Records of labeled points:
########################################
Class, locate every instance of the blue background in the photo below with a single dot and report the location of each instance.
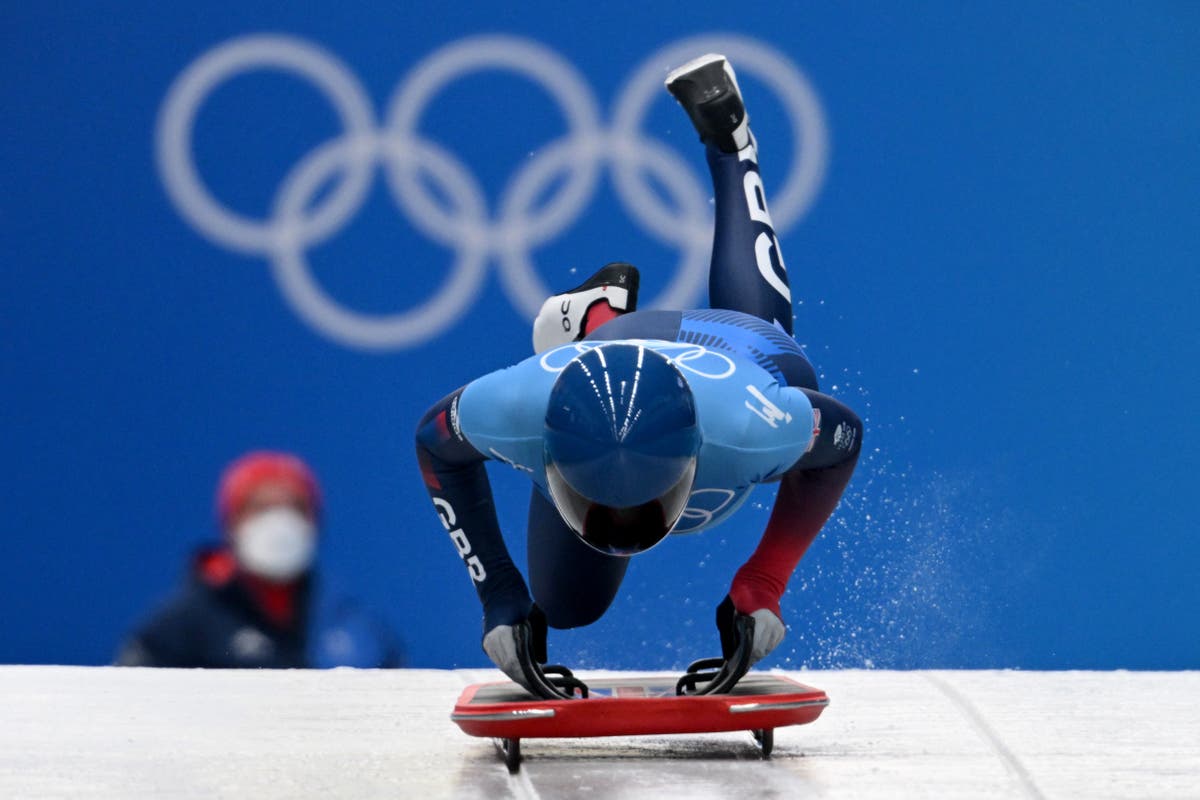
(999, 271)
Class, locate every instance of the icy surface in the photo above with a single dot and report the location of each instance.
(137, 733)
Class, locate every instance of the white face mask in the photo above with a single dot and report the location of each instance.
(277, 543)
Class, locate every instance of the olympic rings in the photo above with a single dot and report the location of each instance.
(457, 215)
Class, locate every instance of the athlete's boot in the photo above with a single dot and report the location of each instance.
(569, 317)
(708, 91)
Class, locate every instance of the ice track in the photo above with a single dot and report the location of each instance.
(69, 732)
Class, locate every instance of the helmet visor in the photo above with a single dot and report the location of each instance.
(621, 530)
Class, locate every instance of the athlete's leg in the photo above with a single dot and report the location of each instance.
(571, 583)
(747, 272)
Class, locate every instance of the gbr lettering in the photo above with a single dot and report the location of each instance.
(449, 519)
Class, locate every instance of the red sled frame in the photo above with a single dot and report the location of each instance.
(635, 707)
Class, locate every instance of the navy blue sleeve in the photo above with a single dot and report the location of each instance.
(456, 479)
(165, 639)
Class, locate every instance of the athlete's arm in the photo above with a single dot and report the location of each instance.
(456, 479)
(808, 494)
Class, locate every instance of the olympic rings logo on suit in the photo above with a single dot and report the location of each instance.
(477, 234)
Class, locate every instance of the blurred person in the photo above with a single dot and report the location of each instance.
(634, 425)
(255, 600)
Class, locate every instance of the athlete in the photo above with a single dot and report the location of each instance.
(634, 425)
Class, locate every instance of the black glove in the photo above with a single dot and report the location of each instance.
(520, 650)
(768, 631)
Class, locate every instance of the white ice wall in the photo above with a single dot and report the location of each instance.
(142, 733)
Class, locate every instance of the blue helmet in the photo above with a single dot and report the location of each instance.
(621, 446)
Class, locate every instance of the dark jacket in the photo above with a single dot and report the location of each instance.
(222, 619)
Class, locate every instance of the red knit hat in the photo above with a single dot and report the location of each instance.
(252, 470)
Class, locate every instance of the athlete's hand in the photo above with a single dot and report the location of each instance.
(516, 649)
(768, 630)
(520, 651)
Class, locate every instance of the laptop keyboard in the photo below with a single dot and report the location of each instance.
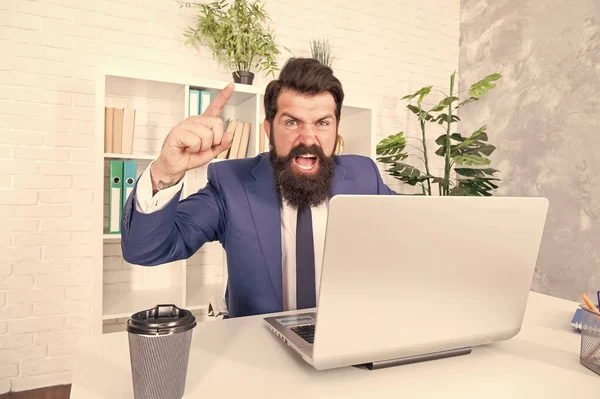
(306, 332)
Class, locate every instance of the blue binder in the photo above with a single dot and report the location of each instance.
(129, 178)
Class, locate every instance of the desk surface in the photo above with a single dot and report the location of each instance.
(241, 357)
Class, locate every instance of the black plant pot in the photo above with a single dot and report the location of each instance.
(243, 77)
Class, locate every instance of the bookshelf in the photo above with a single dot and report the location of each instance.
(160, 101)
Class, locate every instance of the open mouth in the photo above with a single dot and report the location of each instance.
(306, 162)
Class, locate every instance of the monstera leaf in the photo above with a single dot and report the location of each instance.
(483, 86)
(392, 148)
(474, 181)
(470, 150)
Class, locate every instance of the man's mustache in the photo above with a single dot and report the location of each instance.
(303, 150)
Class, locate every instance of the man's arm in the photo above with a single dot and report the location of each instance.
(173, 229)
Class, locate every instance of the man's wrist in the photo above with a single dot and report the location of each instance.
(162, 180)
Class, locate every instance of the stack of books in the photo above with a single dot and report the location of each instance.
(118, 130)
(241, 139)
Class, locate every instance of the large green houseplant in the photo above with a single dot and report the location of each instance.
(236, 34)
(467, 156)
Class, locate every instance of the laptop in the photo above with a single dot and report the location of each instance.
(413, 278)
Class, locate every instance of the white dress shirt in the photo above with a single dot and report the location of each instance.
(146, 203)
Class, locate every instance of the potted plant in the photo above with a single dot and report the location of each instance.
(236, 35)
(466, 156)
(321, 51)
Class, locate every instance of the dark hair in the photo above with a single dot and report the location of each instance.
(305, 76)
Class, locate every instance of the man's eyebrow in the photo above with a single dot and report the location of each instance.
(327, 116)
(288, 115)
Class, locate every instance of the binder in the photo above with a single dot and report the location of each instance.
(194, 102)
(115, 196)
(205, 98)
(129, 179)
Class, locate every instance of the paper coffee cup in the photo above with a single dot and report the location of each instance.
(159, 349)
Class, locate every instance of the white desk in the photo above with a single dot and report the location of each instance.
(241, 358)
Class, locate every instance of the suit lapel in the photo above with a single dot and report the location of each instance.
(266, 213)
(343, 182)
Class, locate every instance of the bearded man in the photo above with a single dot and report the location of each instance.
(269, 212)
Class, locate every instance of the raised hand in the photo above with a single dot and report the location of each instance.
(192, 143)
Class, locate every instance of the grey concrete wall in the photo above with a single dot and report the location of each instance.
(544, 117)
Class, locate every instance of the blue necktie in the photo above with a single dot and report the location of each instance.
(305, 261)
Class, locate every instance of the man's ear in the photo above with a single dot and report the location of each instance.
(267, 127)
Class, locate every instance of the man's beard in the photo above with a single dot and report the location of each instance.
(300, 190)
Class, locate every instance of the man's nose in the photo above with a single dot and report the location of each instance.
(307, 136)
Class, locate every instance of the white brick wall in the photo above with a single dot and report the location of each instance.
(384, 50)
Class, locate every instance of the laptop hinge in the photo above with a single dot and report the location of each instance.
(416, 359)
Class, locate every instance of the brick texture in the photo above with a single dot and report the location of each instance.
(47, 109)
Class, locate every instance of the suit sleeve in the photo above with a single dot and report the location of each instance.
(382, 188)
(177, 230)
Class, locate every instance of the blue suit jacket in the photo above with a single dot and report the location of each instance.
(240, 208)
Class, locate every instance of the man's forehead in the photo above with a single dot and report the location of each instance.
(290, 100)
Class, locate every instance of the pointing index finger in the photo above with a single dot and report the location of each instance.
(220, 101)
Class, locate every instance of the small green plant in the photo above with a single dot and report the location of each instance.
(235, 34)
(467, 156)
(321, 51)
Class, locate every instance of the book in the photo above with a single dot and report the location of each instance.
(577, 319)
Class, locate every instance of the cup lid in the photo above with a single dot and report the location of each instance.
(161, 320)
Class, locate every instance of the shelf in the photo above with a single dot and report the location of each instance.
(121, 304)
(111, 237)
(198, 295)
(148, 157)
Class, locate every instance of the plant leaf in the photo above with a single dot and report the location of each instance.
(421, 93)
(443, 104)
(421, 114)
(470, 159)
(478, 89)
(392, 145)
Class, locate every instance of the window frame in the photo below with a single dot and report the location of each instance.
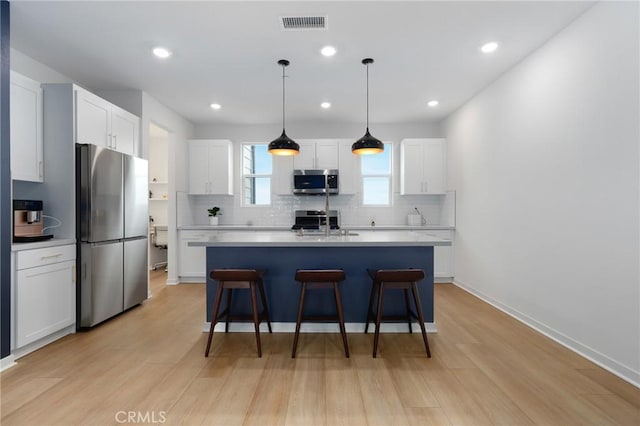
(253, 175)
(388, 146)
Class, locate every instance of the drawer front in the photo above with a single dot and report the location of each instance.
(45, 256)
(45, 301)
(196, 235)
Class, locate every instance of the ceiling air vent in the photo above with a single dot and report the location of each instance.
(303, 23)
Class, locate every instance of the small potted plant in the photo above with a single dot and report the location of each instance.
(213, 215)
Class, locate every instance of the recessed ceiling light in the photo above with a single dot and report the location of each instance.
(328, 51)
(161, 52)
(489, 47)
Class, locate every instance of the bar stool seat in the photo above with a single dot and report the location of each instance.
(405, 279)
(315, 279)
(231, 279)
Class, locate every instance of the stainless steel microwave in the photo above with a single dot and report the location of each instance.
(315, 182)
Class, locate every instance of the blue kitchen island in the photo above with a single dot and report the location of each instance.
(282, 252)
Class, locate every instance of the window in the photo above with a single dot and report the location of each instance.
(256, 175)
(376, 178)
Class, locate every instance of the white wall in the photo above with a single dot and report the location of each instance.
(281, 211)
(35, 70)
(545, 162)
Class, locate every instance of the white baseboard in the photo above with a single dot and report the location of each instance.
(290, 327)
(591, 354)
(33, 346)
(7, 362)
(190, 280)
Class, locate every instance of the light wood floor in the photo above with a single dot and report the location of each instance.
(486, 369)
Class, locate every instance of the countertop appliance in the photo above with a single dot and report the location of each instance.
(28, 221)
(312, 182)
(112, 225)
(314, 219)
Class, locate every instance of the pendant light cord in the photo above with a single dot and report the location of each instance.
(367, 97)
(283, 98)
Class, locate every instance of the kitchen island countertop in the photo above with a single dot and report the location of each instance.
(283, 228)
(292, 239)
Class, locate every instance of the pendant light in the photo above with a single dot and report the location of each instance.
(367, 144)
(283, 145)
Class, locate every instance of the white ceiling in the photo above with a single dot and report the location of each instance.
(227, 52)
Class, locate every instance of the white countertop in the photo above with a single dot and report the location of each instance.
(292, 239)
(288, 228)
(42, 244)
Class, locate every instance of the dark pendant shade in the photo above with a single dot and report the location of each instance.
(284, 145)
(367, 145)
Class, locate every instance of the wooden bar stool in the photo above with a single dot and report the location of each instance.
(231, 279)
(314, 279)
(405, 279)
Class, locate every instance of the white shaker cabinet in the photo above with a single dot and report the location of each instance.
(422, 166)
(101, 123)
(317, 154)
(211, 167)
(45, 298)
(192, 260)
(443, 256)
(348, 168)
(27, 149)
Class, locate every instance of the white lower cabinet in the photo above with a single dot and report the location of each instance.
(443, 256)
(192, 260)
(45, 297)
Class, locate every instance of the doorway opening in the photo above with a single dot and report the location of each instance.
(158, 196)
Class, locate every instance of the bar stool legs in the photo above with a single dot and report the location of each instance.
(314, 279)
(405, 279)
(230, 279)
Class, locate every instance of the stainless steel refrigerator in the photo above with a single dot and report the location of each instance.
(112, 228)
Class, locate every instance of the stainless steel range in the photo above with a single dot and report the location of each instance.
(314, 219)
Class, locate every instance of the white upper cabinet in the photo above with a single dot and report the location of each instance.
(101, 123)
(211, 167)
(26, 129)
(320, 154)
(422, 166)
(348, 168)
(125, 131)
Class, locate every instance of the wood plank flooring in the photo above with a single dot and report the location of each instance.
(487, 369)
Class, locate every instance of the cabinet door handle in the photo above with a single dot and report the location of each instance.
(51, 256)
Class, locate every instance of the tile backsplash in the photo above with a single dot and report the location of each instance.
(437, 210)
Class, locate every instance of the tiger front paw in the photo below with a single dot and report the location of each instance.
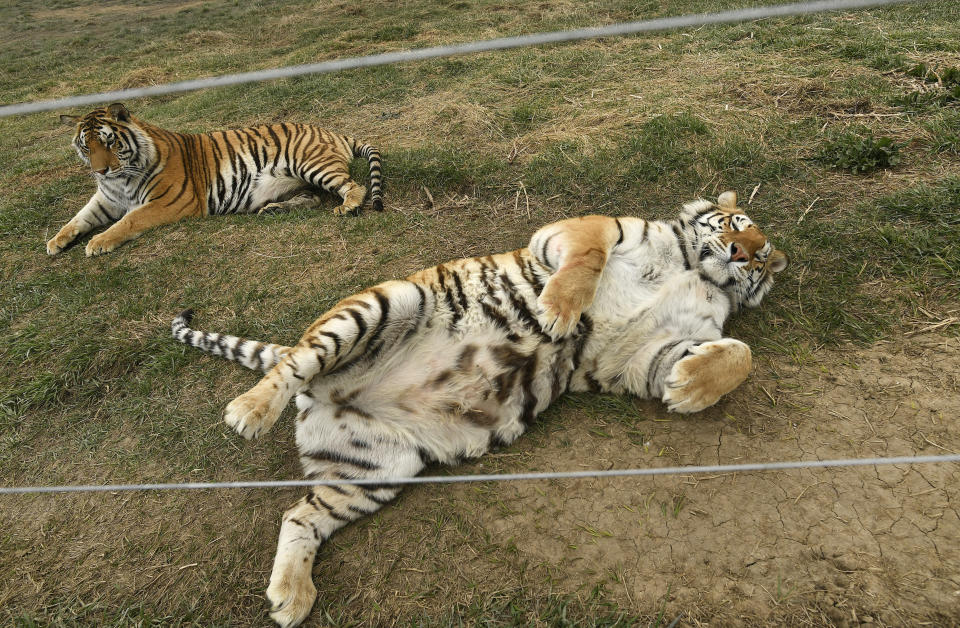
########################################
• _Brief_: Collect every line of the entries above that contains the string "window", and copy each one in full. Case counts.

• _Task answer_:
Class, locate every instance of the window frame in the photo below with a single dot and report the location of each instance.
Class, locate every instance of the window in the photo above with a single dot and report the location of each instance.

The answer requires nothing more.